[Records to use]
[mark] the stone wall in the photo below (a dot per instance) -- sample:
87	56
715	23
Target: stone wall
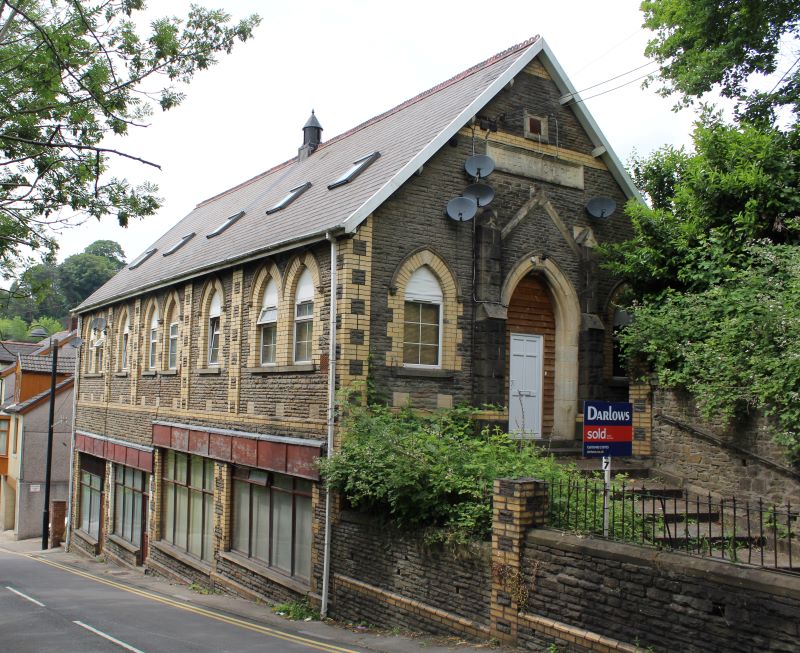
387	577
662	601
745	462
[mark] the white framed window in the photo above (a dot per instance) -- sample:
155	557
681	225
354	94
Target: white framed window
422	320
153	340
173	346
214	314
268	324
303	317
124	342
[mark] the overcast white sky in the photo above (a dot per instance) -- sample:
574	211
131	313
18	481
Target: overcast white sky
353	59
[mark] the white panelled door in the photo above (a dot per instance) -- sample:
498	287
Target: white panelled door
525	385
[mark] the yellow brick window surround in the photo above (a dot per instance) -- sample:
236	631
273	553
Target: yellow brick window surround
424	324
212	299
288	317
170	337
267	284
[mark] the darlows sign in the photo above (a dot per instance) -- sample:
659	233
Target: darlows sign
607	429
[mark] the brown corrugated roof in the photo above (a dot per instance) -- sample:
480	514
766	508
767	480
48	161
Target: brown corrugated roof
28	404
399	135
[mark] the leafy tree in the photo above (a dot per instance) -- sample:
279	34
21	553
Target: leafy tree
109	249
81	274
739	186
703	44
72	73
713	264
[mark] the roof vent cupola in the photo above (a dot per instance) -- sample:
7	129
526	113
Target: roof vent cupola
312	137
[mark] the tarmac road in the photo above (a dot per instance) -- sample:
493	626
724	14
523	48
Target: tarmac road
46	605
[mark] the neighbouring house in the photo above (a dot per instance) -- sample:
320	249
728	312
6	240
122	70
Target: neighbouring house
440	253
24	420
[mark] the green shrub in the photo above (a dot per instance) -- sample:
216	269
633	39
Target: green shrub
429	471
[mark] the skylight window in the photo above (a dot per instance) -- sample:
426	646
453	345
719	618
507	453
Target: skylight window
184	239
291	197
358	167
225	225
141	258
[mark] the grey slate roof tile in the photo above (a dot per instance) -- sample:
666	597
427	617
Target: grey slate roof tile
399	135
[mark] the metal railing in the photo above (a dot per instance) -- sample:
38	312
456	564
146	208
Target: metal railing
752	533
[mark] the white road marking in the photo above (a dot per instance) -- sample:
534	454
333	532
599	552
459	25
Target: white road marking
25	596
114	640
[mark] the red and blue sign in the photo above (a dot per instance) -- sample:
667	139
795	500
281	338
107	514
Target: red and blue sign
607	429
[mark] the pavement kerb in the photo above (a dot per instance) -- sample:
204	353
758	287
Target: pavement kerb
240	608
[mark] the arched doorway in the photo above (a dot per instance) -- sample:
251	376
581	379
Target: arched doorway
531	358
551	308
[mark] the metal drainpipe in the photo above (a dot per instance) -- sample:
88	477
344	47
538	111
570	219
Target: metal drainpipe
68	534
326	560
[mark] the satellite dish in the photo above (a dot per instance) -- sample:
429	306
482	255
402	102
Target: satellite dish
479	166
461	209
601	207
483	194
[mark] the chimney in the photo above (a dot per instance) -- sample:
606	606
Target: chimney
312	137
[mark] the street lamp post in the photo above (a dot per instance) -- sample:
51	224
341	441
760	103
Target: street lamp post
49	458
39	332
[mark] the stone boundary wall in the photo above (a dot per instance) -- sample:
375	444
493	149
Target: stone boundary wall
384	576
703	466
656	600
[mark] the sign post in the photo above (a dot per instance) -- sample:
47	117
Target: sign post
607	432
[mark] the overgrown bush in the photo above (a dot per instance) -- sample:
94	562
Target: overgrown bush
424	471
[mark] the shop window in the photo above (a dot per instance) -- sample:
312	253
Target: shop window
272	520
91	495
187	518
130	503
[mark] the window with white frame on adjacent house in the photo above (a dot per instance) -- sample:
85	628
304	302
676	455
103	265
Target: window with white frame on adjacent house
130	503
272	520
153	348
304	318
187	516
422	319
268	324
214	316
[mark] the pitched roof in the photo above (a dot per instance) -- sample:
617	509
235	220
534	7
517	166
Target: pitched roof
32	402
405	136
9	349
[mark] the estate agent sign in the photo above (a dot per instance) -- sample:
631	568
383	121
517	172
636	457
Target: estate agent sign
607	429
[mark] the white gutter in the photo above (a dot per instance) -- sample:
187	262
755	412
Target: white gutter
75	386
326	560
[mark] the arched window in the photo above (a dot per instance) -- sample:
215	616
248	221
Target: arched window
268	324
303	317
214	313
97	344
124	342
153	340
171	335
422	319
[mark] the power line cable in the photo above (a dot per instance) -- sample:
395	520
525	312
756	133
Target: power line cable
635	79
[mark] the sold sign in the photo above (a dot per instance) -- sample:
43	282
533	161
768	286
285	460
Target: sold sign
607	429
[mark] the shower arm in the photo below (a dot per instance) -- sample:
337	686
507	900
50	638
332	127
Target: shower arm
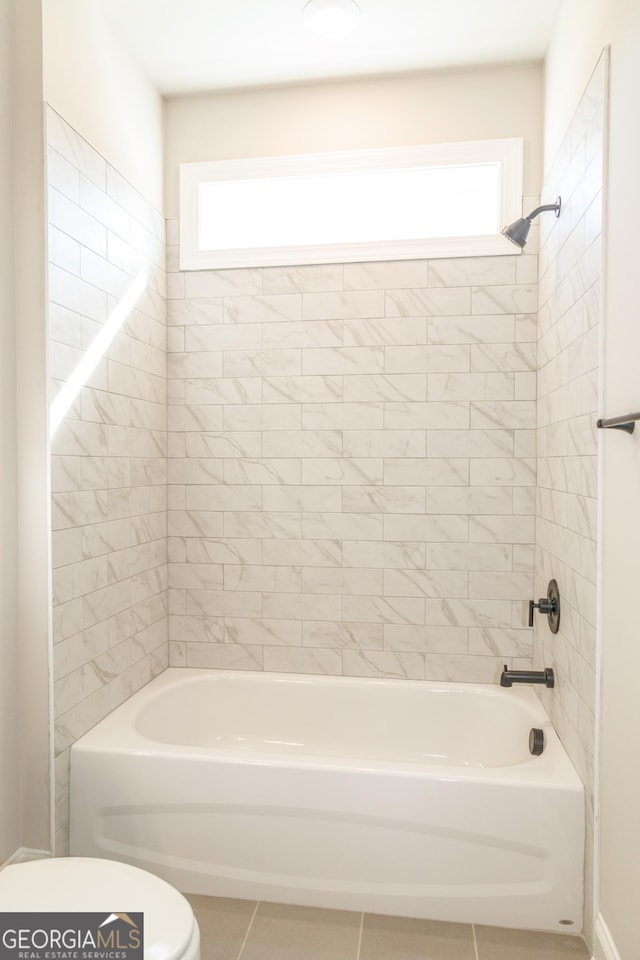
546	206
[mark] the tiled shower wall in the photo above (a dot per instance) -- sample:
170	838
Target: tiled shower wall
568	378
109	452
352	466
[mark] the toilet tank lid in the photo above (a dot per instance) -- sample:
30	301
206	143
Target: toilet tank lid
83	884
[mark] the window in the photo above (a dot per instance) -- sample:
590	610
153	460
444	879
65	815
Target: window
428	201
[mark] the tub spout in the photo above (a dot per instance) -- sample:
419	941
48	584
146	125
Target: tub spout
509	677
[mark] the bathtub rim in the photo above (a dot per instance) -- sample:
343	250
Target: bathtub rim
116	733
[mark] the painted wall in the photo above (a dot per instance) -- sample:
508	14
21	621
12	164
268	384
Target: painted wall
568	396
9	757
585	27
108	441
91	81
33	580
620	827
438	107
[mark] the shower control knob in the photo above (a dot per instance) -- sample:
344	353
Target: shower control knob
549	605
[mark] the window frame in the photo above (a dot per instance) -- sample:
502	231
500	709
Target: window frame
508	152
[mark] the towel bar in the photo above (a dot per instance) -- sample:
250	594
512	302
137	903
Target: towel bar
626	423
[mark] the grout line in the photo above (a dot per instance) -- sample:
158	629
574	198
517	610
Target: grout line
360	936
246	936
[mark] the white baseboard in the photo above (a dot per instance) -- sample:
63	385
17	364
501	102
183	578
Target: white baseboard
23	854
604	947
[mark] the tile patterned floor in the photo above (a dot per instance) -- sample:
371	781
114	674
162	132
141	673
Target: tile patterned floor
245	930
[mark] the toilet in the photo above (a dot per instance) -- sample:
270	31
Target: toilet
83	884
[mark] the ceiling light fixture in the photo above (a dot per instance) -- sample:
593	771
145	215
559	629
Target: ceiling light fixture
331	18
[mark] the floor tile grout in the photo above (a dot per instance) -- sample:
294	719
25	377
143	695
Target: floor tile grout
246	936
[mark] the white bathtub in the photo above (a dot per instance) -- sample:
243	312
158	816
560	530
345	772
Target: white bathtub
389	796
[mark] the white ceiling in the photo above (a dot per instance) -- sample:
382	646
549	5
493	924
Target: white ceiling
194	45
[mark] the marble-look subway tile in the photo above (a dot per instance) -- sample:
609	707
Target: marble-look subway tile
349	636
403	666
291	660
343	305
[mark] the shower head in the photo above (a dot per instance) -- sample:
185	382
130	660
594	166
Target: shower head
518	231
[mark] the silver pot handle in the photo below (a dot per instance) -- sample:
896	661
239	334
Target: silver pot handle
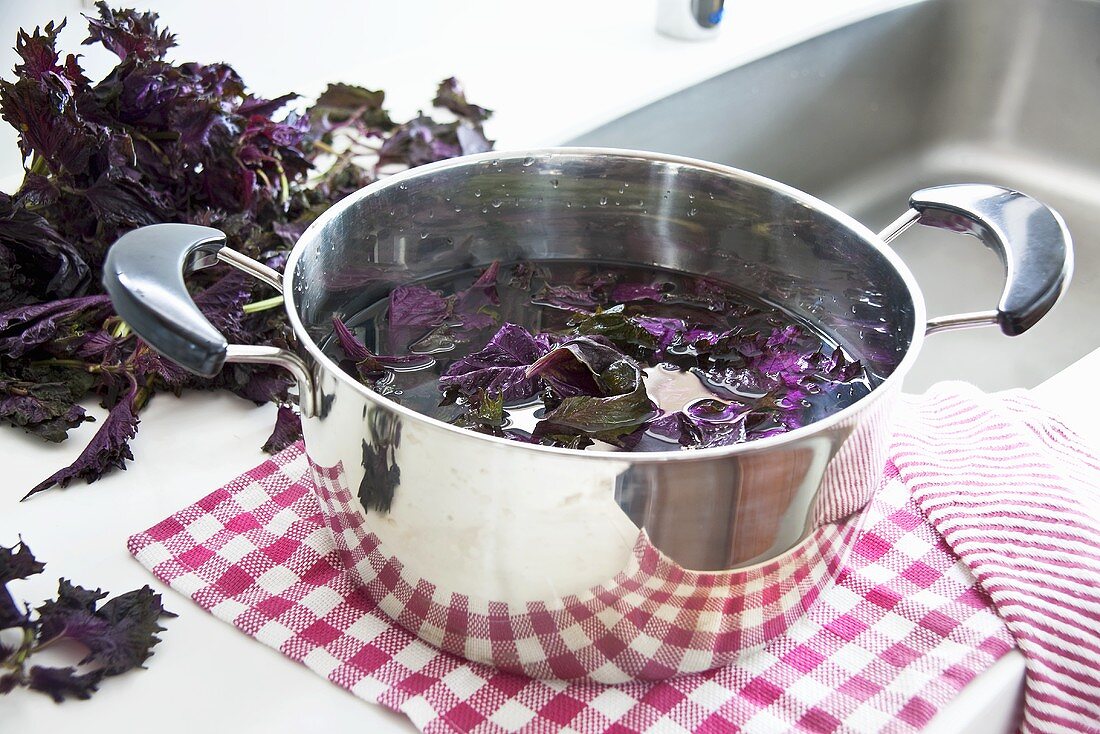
144	276
1030	238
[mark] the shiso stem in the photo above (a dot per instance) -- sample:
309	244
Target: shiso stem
263	305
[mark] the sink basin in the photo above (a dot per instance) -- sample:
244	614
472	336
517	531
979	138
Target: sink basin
1001	91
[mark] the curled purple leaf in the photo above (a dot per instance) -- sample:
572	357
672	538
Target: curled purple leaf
498	369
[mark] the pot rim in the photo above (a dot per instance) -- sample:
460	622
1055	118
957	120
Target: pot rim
870	238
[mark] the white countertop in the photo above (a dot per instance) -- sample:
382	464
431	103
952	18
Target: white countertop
551	70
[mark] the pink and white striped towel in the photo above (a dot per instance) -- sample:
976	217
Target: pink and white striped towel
903	628
1016	496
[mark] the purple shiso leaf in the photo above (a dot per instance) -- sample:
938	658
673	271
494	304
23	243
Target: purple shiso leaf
108	449
26	327
498	369
714	411
287	430
840	369
415	305
666	329
629	292
471	304
582	367
353	349
567	297
370	365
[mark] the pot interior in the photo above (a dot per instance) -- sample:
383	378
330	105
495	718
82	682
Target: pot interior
769	241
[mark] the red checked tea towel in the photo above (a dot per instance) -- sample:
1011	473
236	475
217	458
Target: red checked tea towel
902	630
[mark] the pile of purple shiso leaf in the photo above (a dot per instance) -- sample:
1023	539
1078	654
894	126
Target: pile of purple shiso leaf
155	141
114	636
758	363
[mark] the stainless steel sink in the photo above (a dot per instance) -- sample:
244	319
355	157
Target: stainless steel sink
1004	91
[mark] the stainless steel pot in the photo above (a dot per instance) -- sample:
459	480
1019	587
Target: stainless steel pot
590	563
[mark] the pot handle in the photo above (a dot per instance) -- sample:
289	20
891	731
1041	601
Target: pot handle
1030	238
144	276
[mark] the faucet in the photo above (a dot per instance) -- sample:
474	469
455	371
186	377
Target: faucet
689	20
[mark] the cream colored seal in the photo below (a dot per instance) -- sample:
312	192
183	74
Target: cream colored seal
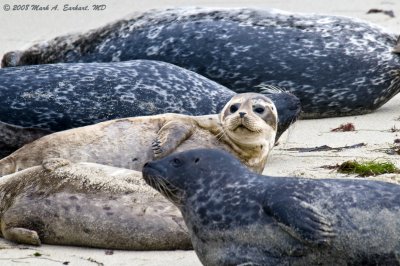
87	204
246	127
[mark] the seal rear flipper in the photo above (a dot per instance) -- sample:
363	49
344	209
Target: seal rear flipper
170	136
301	220
21	236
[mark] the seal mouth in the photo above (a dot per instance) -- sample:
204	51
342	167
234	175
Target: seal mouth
241	127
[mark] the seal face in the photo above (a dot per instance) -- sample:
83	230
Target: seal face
64	96
336	65
248	132
237	217
90	205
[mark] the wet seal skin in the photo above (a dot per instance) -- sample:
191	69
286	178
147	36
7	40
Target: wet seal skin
238	217
246	127
90	205
64	96
337	66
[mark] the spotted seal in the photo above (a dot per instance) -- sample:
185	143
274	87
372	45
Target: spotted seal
13	137
237	217
245	127
64	96
336	65
87	204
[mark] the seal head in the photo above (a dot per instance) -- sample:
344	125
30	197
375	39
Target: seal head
248	117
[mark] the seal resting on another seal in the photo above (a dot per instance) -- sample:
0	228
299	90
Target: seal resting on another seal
336	65
64	96
237	217
87	204
245	127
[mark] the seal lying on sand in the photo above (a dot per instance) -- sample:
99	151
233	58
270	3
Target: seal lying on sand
336	65
236	217
64	96
90	205
13	137
245	127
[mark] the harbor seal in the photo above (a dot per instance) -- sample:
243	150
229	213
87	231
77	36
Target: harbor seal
90	205
64	96
337	66
237	217
245	127
13	137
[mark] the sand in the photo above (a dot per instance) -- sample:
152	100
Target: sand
20	29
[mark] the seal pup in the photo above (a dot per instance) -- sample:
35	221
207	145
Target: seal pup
245	127
337	66
237	217
90	205
64	96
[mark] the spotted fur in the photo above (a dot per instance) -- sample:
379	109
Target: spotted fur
63	96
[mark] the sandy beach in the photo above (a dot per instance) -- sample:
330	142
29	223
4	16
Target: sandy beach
377	131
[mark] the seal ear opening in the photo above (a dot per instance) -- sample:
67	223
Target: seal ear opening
396	48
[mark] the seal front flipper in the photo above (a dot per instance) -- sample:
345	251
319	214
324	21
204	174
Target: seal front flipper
301	220
170	136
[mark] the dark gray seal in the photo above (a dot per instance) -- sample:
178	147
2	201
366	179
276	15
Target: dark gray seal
236	217
336	65
64	96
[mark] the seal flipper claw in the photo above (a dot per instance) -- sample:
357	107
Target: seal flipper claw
170	136
301	220
22	236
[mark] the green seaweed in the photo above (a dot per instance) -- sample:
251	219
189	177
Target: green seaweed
367	168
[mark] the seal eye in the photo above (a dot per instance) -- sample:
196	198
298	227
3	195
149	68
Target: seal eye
176	162
234	108
259	110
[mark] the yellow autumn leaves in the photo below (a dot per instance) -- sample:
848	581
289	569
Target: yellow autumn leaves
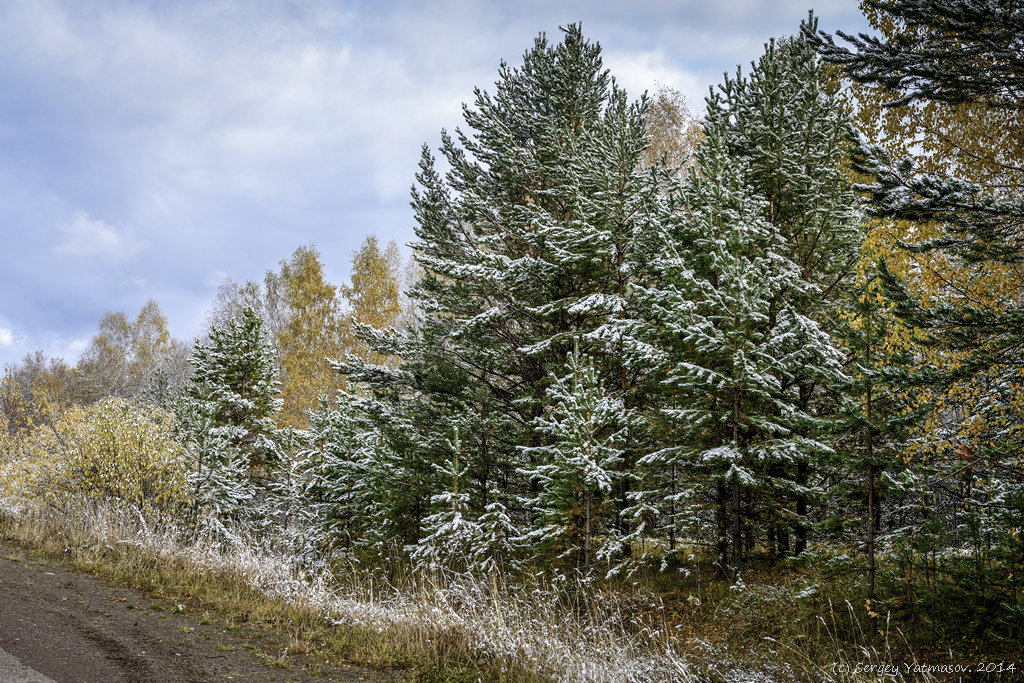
115	450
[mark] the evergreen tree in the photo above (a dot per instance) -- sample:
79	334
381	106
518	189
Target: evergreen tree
586	430
537	238
733	346
945	58
790	126
227	414
450	535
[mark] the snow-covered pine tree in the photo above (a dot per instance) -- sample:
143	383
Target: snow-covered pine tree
734	344
534	239
347	479
227	415
790	126
586	431
877	416
450	535
951	77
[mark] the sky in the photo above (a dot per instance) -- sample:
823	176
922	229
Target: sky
150	148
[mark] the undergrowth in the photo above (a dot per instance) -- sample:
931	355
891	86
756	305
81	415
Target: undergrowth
458	628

[What you need to do] Go to the line containing "[mark] the yellow autumn" and set it down, along with every later line through the last one, exactly as written and without the pictures.

[Answer to the task]
[mark] the yellow autumn leaves in the photo below (a dot per instance) -- sample:
848	581
289	569
Target: yellow autumn leaves
115	450
[mark] the evergreen tree in the photo above (a dot per instance) -- sample:
79	334
381	106
518	189
Target: evergreen tree
586	430
537	238
733	346
945	58
790	126
227	414
450	535
[mark] the snow-covered pine tree in the photo above (a dot per instance) -- sample:
143	383
Target: snow-covered pine tree
734	344
534	239
347	479
227	415
790	126
586	431
877	416
450	535
951	77
[mark] the sky in the photo above (a dot per instance) -- sample:
823	176
922	229
Target: sky
150	148
[mark] the undergrowth in the photo above (a dot per instance) -- sample:
931	355
891	86
756	305
81	415
Target: undergrowth
458	628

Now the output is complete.